• Required tasks
1. In the beer industry news text below, how many fewer pints of beer were enjoyed in the fourth quarter of 2012 compared to the year before?
2. Reproduce the part of the beer industry news text below starting at "Bookings for Spring" and ending at "to book space.".
3. Carry on writing the beer industry news text below from the point where it stops.

• Given text
On-trade beer sales drop 4.8% in fourth quarter of 2012: Punishing tax hikes caused beer sales in the on-trade to drop by 4.8% in the fourth quarter of 2012 – while beer sales in the off trade dropped by 7.5%, according to the British Beer and Pub Association (BBPA). The BBPA’s Beer Barometer showed overall beer sales saw a 6.2% decline in the quarter and that “there a pressing need for a review of the government’s controversial policy of above inflation tax hikes for beer” in the Budget in March - as industry, MPs, and the public are all now demanding. The fall in consumption means that 138 million fewer pints of beer were enjoyed in the fourth quarter of 2012 compared to the year before. Analysis from Oxford Economics indicates that a duty freeze in March would save 5,000 jobs in the sector this year, which employs almost one million people - mostly younger people in Britain’s pubs. In recent weeks there have been growing calls for a change of government policy. On 1 November 2012, MPs voted for a review of the escalator, which has so far been refused by the Treasury. This followed a petition signed by over 100,000 calling for government action. The Industry is calling for a freeze in beer duty in the March Budget to protect pubs, jobs - and government revenues. BBPA chief executive Brigid Simmonds said: “These figures show that the government needs to stop its full-on tax assault on our vital beer and pub industry. We’ve had tax hikes of 42 per cent since March 2008, which is hugely damaging and completely unacceptable for such an important manufacturing sector. Instead, we could be protecting and creating jobs at a time when the country most needs it.”


Bookings for Spring edition of Propel Quarterly: The Spring 2013 edition of Propel Quarterly is now open for advertising bookings. Contact either sharon.dickinson@propelinfo.com or jo.charity@propelinfo.com to book space.

• Supplied information

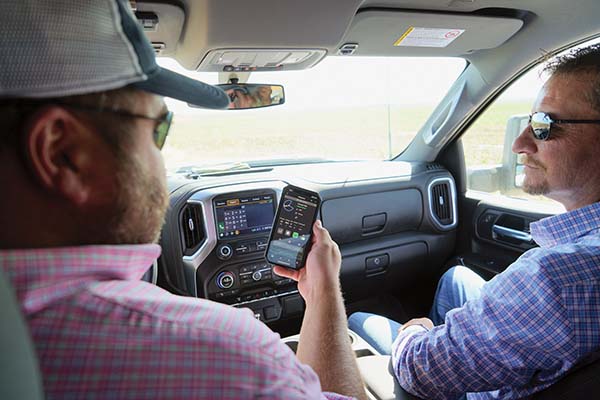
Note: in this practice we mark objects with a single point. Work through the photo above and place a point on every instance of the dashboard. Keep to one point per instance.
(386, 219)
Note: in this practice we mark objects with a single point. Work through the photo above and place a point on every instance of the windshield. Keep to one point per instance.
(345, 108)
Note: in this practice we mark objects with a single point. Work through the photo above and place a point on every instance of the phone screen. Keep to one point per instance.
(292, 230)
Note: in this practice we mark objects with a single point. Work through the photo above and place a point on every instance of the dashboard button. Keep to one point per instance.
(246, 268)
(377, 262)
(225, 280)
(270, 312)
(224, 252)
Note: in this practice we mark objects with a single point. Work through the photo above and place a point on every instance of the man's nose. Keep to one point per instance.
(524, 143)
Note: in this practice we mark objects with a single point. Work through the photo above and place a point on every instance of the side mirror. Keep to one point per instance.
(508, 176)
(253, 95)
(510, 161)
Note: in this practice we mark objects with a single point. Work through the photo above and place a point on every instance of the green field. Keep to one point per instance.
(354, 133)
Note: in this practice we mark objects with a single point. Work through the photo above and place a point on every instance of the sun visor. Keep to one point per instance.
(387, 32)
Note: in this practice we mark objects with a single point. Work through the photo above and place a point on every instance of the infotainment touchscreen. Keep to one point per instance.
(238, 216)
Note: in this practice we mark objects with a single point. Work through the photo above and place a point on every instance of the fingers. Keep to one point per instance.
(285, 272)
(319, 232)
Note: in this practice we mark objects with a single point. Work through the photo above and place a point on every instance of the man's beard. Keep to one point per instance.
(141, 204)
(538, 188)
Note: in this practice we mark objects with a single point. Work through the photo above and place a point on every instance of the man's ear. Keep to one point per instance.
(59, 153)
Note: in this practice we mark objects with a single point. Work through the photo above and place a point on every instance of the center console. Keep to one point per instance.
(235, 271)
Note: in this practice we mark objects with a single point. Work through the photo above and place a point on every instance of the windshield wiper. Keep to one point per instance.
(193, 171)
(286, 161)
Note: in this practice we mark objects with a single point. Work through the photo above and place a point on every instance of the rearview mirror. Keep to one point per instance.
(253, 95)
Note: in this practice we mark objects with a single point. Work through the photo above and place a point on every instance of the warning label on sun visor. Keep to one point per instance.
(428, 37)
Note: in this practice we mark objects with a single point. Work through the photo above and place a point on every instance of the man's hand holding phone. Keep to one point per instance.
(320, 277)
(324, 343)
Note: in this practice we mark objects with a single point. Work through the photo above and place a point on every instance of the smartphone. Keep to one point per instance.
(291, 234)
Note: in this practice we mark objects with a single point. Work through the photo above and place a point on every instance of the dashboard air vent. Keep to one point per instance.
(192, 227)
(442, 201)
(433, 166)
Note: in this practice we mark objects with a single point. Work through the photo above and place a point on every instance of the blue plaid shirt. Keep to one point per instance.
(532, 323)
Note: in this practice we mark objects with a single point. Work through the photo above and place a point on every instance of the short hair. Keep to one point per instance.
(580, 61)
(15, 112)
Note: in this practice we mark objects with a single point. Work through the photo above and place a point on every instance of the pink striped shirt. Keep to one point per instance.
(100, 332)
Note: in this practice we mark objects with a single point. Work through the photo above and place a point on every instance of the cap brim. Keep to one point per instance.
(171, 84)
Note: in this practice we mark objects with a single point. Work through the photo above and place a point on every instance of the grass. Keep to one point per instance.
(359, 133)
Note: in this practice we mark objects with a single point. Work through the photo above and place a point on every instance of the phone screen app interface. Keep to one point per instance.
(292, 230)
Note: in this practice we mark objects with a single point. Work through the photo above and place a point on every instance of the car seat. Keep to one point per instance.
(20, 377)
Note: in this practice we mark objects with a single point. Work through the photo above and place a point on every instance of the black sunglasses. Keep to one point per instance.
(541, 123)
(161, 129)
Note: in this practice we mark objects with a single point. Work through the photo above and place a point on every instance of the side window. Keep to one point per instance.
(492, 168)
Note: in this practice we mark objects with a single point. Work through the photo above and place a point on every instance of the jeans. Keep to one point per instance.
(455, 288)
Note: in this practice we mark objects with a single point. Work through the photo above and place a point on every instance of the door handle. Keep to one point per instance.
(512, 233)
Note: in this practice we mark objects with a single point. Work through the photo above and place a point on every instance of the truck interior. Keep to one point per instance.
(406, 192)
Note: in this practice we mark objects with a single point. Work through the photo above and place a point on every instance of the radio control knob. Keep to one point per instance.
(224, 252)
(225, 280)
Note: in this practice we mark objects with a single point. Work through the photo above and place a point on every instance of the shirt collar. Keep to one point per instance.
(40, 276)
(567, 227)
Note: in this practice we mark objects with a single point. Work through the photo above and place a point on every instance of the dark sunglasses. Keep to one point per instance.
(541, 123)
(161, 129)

• Expected outputs
1. 138 million fewer pints.

2.
Bookings for Spring edition of Propel Quarterly: The Spring 2013 edition of Propel Quarterly is now open for advertising bookings. Contact either sharon.dickinson@propelinfo.com or jo.charity@propelinfo.com to book space.

3.
Propel Multi-Club conference: The first Propel Multi-Club conference takes place at One Moorgate Place, London EC2R 6EA on Tuesday 19 March and multi-site companies can book two free places each on a first come, first serve basis - more than 100 places have already been booked so far. The speaker list will be unveiled later this month. E-mail jo.charity@propelinfo.com to book places.


Industry news:

Eat Out magazine names top companies: Prezzo, led by Jonathan Kaye, won Restaurant Company of the Year while Oakman Inns, led by Peter Borg-Neal, scooped Pub Company of the Year at the Eat Out magazine awards held last night. Team of The Year went to TGI Friday’s, with Cabana winning New Concept of the Year. Red Hot World was honoured for Marketing Campaign of The Year and Café Ode won the Environment Award. The Business Turnaround Award went to La Tasca and Be At One scooped the Best Use of Technology award. Nation’s Favourite Pub Brand was won by JD Wetherspoon with Jamie’s Italian winning the Nation’s Favourite Restaurant award.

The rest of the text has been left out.